[Entries from a dataset]
-----

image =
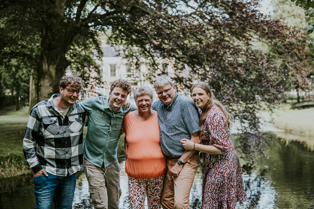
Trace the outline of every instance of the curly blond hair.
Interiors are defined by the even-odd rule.
[[[127,91],[129,94],[131,92],[131,84],[126,80],[124,79],[118,79],[116,80],[111,84],[110,86],[110,91],[112,92],[116,87],[120,87],[124,91]]]
[[[60,81],[59,89],[60,87],[66,88],[68,85],[75,87],[79,91],[83,89],[83,82],[79,78],[75,76],[63,76]]]

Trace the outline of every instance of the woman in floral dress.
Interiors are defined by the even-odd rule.
[[[216,100],[209,86],[199,82],[192,88],[193,101],[200,109],[202,144],[183,139],[186,149],[203,153],[202,209],[234,208],[247,200],[241,166],[230,138],[230,115]]]

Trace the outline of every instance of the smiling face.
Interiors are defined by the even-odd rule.
[[[207,93],[205,90],[199,87],[193,89],[192,97],[195,105],[203,112],[206,107],[210,94]]]
[[[68,89],[75,89],[76,91],[78,90],[78,89],[74,86],[71,86],[69,85],[67,86],[66,88]],[[61,101],[63,104],[65,106],[68,107],[74,104],[76,100],[78,99],[78,95],[76,93],[76,91],[75,91],[73,94],[70,94],[68,89],[60,87],[60,97],[61,98]]]
[[[138,109],[141,113],[145,113],[150,111],[152,102],[149,95],[146,95],[138,97],[135,102]]]
[[[167,93],[165,92],[165,91],[166,91],[169,89],[170,90]],[[171,104],[176,97],[176,86],[174,85],[172,86],[171,84],[168,84],[162,88],[156,88],[155,89],[155,90],[158,95],[158,98],[160,102],[167,106],[168,106]],[[162,92],[162,94],[161,94],[162,91],[164,92]]]
[[[110,109],[114,112],[124,104],[127,96],[127,91],[120,87],[115,87],[109,92],[108,104]]]

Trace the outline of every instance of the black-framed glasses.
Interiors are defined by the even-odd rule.
[[[173,87],[173,86],[171,86],[171,88],[172,88]],[[171,88],[170,89],[166,89],[164,91],[160,91],[160,92],[158,92],[158,93],[157,93],[157,95],[159,96],[161,96],[162,95],[164,94],[164,92],[165,94],[166,94],[167,93],[169,93],[169,91],[170,91],[170,89],[171,89]]]
[[[69,92],[70,94],[74,94],[74,92],[76,91],[76,94],[77,95],[81,95],[81,94],[82,93],[82,91],[77,91],[75,90],[75,89],[68,89],[67,88],[65,88],[65,89],[68,89],[68,91]]]

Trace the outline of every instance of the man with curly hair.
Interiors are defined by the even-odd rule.
[[[83,84],[63,77],[60,94],[30,111],[23,140],[27,165],[34,174],[36,208],[72,208],[76,172],[83,170],[83,128],[88,117],[77,101]]]
[[[109,98],[95,97],[80,104],[88,112],[88,129],[83,146],[84,171],[88,182],[89,200],[95,208],[119,208],[120,167],[118,141],[123,117],[137,109],[122,106],[131,92],[130,83],[118,79],[110,86]]]

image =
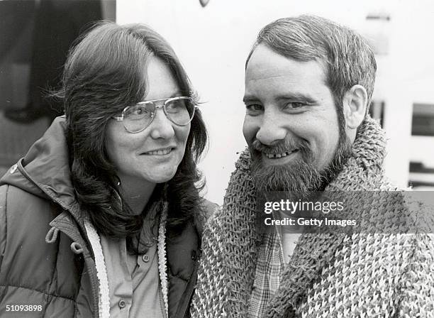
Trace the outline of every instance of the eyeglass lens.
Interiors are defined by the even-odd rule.
[[[124,114],[123,124],[128,131],[140,131],[148,126],[155,116],[155,102],[140,103],[132,106]],[[190,98],[169,99],[165,104],[169,120],[177,125],[187,125],[194,115],[194,105]]]

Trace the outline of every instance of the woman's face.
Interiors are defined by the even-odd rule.
[[[147,73],[148,92],[144,100],[180,96],[175,79],[160,58],[151,57]],[[111,120],[106,148],[121,183],[139,187],[162,183],[174,175],[189,132],[190,124],[175,125],[167,119],[162,108],[158,108],[150,125],[140,133],[128,133],[122,121]]]

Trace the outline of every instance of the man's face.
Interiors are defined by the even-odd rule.
[[[332,93],[318,62],[300,62],[259,45],[245,71],[243,132],[263,190],[318,190],[347,154]],[[338,150],[338,151],[337,151]]]

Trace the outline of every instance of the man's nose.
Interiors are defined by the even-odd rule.
[[[284,119],[281,114],[274,110],[265,111],[256,133],[256,138],[267,146],[284,140],[288,133]]]
[[[162,108],[155,109],[154,119],[150,124],[150,136],[154,139],[169,139],[174,136],[174,124],[166,116]]]

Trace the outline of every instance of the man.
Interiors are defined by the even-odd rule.
[[[245,67],[249,149],[204,232],[193,317],[433,317],[429,230],[300,235],[256,226],[267,192],[301,199],[397,190],[384,174],[383,131],[367,114],[375,71],[364,39],[324,18],[279,19],[260,32]],[[374,224],[406,213],[401,197],[379,197],[350,208],[367,209]]]

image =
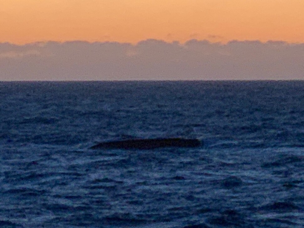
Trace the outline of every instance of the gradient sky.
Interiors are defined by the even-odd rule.
[[[244,79],[304,79],[304,0],[0,0],[0,80]]]
[[[0,42],[304,42],[303,0],[1,0]]]

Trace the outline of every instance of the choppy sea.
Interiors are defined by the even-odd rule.
[[[304,81],[0,82],[1,227],[301,228],[303,167]]]

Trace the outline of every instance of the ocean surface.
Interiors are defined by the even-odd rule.
[[[304,81],[1,82],[0,227],[304,227]]]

-----

> [SET EXERCISE] Reproduce the items between the line holding "Trace the outline of every instance of the man's face." and the line holding "[[[0,42],[304,42],[303,0],[1,0]]]", inclusive, substituting "clear sky" for "gradient sky" and changing nothing else. Leave the pictures out.

> [REPLY]
Trace the outline of every instance of the man's face.
Interiors are defined by the even-odd rule.
[[[332,93],[318,62],[300,62],[259,45],[245,71],[243,132],[263,190],[318,190],[347,154]],[[338,150],[338,151],[337,151]]]

Trace the outline of every instance of the man's nose.
Interiors are defined by the even-odd rule.
[[[284,119],[281,114],[274,110],[265,111],[256,133],[256,138],[267,146],[284,140],[288,133]]]
[[[162,108],[155,109],[154,119],[150,124],[150,136],[154,139],[169,139],[174,136],[174,124],[166,116]]]

Trace the outline of every instance of the man.
Interiors are defined by the even-odd rule.
[[[245,67],[249,149],[204,232],[193,317],[433,317],[429,230],[300,235],[256,226],[267,192],[301,199],[397,190],[384,174],[383,131],[367,114],[375,71],[364,39],[324,18],[279,19],[260,32]],[[374,224],[406,213],[401,197],[379,197],[350,208],[367,209]]]

image =
Trace the outline of every instance of the clear sky.
Interiors are defined by the even-odd rule.
[[[244,79],[304,79],[304,0],[0,0],[0,80]]]
[[[0,42],[304,42],[303,0],[1,0]]]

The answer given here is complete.